*Task objective*.
Which lines in the rows below contain the string "roof"? Pick out and copy each one.

*Dataset extract*.
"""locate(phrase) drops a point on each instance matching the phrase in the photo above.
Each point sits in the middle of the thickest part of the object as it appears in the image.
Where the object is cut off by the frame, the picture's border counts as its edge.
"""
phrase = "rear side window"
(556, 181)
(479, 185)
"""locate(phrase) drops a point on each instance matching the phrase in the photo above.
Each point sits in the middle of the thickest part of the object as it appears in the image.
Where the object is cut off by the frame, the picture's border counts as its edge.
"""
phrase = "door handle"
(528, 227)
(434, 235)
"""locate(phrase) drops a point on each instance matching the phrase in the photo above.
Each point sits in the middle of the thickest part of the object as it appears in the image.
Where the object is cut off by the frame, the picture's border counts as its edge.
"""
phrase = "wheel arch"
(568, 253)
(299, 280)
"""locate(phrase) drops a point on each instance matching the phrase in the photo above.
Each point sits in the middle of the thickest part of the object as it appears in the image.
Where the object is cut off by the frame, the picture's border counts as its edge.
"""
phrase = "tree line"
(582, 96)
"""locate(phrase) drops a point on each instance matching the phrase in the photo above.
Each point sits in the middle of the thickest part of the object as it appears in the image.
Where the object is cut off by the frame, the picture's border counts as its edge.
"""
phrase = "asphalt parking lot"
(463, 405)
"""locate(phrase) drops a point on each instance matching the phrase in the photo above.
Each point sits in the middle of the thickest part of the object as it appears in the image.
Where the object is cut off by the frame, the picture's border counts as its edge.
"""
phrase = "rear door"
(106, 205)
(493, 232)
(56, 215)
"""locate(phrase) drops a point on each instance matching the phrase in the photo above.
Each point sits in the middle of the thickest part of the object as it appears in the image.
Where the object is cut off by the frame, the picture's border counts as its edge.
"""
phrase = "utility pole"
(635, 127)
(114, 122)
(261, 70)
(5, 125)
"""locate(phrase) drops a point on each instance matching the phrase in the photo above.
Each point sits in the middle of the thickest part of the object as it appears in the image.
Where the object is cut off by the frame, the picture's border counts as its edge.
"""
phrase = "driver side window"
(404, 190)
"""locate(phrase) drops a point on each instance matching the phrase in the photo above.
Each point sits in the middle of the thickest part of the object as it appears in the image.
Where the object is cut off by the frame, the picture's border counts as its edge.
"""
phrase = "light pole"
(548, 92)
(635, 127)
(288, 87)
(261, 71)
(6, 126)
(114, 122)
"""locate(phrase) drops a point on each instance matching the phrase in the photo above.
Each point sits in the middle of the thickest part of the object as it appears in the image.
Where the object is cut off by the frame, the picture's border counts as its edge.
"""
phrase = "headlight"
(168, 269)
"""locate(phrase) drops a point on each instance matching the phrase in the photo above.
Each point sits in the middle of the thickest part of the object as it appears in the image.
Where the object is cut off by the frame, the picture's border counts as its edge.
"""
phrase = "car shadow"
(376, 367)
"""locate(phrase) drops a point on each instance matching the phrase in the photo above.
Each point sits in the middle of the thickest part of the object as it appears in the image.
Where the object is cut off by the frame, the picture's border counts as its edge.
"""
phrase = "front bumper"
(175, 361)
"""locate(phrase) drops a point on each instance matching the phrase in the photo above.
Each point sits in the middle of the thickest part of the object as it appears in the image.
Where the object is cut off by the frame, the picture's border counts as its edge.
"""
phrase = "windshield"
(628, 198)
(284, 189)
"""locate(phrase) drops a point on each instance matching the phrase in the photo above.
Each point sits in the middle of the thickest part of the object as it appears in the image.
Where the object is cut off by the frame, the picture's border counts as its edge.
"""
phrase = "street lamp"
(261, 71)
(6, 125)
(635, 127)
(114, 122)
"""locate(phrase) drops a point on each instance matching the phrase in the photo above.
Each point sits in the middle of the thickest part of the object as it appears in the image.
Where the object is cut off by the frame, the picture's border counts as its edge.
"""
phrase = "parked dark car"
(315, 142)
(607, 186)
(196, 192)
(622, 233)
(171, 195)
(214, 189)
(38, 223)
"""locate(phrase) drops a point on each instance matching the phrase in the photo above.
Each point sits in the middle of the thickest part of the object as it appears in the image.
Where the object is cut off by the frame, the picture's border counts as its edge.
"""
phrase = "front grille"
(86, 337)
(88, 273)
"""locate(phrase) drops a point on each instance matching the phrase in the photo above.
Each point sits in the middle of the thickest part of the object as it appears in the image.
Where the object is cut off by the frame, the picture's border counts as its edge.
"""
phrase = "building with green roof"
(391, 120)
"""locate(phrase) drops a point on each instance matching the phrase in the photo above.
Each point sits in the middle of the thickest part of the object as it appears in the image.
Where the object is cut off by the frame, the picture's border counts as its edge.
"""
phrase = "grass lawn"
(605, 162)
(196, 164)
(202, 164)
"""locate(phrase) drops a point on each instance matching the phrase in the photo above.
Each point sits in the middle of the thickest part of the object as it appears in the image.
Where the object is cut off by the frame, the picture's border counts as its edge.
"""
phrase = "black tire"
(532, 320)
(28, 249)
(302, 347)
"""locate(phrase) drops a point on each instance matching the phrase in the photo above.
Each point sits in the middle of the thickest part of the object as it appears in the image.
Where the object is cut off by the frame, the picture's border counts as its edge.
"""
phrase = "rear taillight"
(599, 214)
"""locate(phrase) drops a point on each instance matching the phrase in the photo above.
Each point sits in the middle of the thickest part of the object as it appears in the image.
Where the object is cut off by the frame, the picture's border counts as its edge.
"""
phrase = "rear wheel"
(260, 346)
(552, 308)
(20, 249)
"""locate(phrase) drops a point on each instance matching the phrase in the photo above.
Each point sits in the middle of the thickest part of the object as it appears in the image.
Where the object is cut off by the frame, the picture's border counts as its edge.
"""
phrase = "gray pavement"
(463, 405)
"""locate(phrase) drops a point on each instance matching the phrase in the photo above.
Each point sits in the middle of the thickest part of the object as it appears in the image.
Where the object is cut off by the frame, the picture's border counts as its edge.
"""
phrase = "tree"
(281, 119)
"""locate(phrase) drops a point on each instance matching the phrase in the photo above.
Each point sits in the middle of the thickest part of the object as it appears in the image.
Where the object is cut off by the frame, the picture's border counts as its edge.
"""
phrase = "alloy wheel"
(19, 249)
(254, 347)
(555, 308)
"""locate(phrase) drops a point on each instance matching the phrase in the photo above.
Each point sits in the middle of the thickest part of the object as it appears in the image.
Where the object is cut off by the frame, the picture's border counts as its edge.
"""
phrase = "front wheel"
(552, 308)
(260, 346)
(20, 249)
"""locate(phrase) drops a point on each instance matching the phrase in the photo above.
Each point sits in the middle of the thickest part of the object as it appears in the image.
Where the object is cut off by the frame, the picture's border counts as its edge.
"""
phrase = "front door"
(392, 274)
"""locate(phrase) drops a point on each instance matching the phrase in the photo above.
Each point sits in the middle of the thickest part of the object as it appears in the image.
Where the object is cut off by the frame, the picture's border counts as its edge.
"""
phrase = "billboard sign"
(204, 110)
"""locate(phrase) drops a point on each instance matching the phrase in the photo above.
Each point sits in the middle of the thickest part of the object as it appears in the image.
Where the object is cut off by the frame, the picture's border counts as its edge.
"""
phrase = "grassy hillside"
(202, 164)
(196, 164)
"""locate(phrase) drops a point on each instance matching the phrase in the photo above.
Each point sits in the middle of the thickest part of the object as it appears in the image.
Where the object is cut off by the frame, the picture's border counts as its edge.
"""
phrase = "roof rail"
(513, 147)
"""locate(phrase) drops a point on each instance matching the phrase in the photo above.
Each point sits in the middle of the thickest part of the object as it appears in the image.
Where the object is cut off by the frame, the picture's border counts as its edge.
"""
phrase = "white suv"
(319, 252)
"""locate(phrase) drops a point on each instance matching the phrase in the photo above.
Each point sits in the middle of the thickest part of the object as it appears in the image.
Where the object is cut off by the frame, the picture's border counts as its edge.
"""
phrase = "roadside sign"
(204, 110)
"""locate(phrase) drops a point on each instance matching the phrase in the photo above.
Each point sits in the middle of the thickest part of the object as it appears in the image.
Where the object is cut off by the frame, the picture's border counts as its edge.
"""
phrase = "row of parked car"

*Full solution*.
phrase = "building with green roof"
phrase = "roof rail"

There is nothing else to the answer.